╭──

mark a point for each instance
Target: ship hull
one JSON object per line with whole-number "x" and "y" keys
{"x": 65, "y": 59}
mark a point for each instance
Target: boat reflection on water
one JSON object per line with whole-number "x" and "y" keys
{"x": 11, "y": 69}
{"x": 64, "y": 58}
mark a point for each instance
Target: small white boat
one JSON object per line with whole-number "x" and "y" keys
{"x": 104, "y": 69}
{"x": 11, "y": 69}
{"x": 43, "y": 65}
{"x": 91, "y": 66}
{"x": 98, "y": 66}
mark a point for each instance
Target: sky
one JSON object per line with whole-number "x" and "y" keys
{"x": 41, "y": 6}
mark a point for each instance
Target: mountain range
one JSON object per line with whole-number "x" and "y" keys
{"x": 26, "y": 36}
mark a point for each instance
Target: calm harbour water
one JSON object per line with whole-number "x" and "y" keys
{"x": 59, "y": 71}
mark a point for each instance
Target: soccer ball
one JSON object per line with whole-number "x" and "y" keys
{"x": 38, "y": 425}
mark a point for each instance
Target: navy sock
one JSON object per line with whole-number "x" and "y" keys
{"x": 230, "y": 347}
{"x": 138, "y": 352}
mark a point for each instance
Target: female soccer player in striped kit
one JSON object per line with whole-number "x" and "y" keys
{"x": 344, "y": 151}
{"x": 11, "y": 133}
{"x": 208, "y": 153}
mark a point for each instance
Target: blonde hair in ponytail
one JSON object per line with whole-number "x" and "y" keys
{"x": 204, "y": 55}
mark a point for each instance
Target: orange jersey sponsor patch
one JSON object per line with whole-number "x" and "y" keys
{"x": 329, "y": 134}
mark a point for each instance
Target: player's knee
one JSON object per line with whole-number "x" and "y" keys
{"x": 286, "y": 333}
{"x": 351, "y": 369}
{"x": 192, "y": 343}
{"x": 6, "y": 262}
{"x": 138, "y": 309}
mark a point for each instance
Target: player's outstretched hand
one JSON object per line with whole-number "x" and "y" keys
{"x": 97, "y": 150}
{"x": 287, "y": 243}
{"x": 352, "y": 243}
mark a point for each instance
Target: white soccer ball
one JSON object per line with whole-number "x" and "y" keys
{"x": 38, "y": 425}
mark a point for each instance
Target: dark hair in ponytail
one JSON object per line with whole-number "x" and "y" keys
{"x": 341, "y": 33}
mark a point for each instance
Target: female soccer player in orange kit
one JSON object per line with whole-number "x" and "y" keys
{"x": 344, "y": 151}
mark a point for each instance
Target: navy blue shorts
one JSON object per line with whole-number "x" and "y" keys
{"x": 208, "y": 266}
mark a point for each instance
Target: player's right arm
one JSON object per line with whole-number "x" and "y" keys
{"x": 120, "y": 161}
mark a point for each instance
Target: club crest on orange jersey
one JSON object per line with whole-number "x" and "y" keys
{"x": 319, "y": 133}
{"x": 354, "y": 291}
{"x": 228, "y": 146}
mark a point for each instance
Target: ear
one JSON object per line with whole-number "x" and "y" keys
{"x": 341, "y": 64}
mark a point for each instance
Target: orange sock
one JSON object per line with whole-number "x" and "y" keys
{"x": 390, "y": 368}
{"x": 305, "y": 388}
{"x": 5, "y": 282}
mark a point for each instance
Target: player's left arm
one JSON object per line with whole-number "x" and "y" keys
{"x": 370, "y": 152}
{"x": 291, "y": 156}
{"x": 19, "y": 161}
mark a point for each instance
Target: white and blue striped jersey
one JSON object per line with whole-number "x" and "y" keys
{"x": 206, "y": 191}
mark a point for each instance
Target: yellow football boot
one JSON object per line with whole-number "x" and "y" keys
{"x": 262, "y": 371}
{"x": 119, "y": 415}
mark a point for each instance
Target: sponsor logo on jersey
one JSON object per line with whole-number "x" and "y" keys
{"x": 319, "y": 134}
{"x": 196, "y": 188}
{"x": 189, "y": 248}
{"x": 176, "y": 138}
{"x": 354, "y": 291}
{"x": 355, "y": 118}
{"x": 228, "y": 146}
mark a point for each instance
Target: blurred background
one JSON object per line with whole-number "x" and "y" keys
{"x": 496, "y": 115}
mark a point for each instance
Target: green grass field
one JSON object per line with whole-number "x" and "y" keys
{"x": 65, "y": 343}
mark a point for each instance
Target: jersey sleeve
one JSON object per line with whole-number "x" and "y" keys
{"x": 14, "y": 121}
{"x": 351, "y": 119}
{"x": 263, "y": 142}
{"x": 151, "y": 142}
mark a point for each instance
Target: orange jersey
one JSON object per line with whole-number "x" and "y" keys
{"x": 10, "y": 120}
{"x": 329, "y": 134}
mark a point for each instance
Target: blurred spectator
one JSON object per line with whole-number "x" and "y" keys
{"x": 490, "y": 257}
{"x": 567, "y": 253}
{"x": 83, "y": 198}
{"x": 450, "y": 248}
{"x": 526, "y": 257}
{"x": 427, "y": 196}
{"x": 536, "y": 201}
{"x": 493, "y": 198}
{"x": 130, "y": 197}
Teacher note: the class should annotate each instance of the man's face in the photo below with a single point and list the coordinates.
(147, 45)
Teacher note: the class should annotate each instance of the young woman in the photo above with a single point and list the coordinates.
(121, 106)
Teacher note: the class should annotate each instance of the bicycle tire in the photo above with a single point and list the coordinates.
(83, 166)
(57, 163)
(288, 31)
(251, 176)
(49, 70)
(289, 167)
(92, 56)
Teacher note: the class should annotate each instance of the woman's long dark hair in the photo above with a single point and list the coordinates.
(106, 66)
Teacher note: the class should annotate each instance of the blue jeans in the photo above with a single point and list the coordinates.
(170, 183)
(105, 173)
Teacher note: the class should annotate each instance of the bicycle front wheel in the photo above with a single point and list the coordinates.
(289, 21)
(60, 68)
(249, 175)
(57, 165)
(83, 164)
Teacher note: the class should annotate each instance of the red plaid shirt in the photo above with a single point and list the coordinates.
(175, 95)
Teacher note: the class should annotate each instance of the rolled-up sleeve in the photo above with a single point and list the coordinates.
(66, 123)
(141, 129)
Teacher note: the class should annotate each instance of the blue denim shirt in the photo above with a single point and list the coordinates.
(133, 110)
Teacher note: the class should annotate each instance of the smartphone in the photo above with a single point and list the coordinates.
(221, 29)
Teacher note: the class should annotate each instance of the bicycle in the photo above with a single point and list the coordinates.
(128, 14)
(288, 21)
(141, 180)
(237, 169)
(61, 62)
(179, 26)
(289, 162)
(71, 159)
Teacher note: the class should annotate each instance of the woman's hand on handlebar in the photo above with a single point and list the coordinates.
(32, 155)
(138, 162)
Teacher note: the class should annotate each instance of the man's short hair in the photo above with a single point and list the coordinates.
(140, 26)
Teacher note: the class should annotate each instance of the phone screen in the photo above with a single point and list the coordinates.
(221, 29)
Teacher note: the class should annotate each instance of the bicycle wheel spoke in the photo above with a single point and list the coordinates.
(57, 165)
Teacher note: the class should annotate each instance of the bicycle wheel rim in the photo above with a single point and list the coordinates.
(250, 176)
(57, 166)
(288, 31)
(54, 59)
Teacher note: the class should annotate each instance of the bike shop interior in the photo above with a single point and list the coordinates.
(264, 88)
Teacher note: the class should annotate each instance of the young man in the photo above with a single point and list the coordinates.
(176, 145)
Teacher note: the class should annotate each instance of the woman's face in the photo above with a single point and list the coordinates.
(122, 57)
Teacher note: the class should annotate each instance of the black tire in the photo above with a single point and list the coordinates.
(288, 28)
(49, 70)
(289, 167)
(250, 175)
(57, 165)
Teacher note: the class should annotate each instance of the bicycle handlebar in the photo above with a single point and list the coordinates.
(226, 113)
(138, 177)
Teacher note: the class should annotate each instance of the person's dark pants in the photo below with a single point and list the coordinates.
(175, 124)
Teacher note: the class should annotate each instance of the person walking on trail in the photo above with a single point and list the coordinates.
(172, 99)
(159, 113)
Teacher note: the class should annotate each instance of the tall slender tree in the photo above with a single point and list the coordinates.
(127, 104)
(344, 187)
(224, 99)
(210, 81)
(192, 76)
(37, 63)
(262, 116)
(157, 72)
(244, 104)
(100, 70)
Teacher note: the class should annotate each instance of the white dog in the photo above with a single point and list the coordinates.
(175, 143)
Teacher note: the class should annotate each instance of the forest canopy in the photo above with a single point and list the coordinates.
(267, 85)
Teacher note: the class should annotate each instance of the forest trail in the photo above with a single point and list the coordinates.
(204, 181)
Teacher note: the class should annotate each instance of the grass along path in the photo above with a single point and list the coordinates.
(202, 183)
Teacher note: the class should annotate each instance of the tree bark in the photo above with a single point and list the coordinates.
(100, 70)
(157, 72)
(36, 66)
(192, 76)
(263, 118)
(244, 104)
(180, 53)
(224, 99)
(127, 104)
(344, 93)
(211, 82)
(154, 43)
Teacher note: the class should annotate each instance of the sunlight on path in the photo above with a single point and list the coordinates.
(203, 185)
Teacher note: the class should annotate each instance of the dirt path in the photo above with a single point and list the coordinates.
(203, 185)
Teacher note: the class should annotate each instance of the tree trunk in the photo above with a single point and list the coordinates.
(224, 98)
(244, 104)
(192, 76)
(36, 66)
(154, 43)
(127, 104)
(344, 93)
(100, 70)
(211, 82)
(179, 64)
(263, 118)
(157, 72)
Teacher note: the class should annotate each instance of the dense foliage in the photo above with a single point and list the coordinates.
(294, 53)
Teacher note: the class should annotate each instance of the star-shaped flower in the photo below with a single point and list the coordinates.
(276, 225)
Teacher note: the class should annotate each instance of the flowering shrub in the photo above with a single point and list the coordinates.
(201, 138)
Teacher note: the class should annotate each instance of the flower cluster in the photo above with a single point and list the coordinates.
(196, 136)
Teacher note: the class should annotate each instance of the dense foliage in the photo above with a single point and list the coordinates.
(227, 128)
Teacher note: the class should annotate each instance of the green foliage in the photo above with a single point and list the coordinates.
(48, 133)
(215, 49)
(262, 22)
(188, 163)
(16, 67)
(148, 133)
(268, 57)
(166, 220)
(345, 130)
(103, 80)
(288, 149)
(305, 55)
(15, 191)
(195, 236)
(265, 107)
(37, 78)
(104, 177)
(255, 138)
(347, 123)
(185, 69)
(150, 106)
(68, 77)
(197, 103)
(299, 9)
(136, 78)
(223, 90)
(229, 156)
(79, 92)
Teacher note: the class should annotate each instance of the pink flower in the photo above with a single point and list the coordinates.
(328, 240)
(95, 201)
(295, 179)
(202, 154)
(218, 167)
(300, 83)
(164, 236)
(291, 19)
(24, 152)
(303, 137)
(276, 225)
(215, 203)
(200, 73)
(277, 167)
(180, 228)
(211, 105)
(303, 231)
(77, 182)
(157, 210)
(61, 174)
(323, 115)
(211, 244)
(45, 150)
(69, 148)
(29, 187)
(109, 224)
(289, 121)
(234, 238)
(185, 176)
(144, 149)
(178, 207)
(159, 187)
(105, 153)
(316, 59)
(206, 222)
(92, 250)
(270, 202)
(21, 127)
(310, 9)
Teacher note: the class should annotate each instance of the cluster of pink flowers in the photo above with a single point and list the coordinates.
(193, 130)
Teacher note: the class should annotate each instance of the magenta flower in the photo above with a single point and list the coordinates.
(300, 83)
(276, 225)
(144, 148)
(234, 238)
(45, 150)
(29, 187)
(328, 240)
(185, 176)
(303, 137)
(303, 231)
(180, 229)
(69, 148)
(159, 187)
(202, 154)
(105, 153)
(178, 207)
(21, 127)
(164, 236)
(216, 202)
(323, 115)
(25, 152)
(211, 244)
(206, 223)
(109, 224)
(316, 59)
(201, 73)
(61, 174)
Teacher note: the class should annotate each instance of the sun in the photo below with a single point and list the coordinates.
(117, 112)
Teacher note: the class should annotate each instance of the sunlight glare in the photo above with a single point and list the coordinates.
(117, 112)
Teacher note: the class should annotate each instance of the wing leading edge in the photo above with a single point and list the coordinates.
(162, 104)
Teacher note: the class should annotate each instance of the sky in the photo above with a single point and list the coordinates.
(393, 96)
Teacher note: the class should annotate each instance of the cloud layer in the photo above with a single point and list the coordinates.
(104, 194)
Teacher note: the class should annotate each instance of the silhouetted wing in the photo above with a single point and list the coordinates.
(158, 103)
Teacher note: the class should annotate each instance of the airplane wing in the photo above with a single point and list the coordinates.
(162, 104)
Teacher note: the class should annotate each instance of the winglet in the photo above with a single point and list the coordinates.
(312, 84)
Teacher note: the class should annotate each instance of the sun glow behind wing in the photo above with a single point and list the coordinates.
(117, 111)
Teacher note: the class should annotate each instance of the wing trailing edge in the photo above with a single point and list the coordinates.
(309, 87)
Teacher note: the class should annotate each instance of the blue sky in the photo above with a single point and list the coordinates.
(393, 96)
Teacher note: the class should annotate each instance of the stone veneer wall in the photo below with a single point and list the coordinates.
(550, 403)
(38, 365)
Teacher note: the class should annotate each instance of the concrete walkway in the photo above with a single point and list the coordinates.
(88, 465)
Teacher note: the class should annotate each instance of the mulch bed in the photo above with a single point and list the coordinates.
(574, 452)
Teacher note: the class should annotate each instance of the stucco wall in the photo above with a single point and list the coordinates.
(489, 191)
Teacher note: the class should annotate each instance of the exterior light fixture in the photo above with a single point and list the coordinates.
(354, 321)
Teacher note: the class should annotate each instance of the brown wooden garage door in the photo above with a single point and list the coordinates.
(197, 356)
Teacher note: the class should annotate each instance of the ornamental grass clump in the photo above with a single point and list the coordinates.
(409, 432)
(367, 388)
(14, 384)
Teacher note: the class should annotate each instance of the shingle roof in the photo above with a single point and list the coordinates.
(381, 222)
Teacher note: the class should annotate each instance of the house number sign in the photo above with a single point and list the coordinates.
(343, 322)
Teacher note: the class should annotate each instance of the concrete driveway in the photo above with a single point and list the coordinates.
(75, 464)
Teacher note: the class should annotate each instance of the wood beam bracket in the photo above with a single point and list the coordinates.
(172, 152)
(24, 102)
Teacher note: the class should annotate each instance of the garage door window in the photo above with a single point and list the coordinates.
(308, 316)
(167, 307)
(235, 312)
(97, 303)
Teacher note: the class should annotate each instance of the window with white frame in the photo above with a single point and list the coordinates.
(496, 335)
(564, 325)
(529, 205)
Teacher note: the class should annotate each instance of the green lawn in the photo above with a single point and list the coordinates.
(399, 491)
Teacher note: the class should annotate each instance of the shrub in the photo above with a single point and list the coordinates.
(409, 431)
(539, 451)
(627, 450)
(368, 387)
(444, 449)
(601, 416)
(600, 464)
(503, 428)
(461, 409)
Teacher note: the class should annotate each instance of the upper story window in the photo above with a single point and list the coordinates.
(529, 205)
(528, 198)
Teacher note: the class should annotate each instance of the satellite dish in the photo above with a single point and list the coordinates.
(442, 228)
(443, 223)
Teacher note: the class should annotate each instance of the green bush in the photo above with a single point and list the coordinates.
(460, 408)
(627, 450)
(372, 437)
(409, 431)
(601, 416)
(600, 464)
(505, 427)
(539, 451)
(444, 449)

╰──

▸ Aim of the task
Return, word for word, each line from the line that contains "of the garage" to the end of the listing above; include both end lines and nothing else.

▸ Solution to this problem
Teacher note: the class should annotate each instance of the garage door window in the photo above with a single point and list the coordinates.
(308, 316)
(167, 307)
(235, 312)
(97, 303)
Teacher note: the class should annotate each instance of the window with white frame in the photo above with a single point and list the coordinates.
(496, 335)
(564, 325)
(529, 205)
Teacher note: the class should annotate each instance of the green lawn in the photo above with a single point and list the coordinates.
(399, 491)
Teacher note: the class should annotate each instance of the shrub in the photo above with a single point and list the coordinates.
(409, 431)
(539, 451)
(627, 450)
(368, 387)
(444, 449)
(601, 416)
(600, 464)
(503, 428)
(461, 409)
Teacher note: the class should annotate each instance of the upper story window in the photo above with a single point and list the coordinates.
(529, 205)
(528, 198)
Teacher note: the class should annotate each instance of the satellite dish in the photo above with a single point and list the coordinates.
(442, 228)
(443, 223)
Teacher note: the class should annotate each instance of the green bush in the photo above with a single point and list the coordinates.
(460, 408)
(627, 450)
(372, 437)
(409, 431)
(601, 416)
(600, 464)
(505, 427)
(539, 451)
(444, 449)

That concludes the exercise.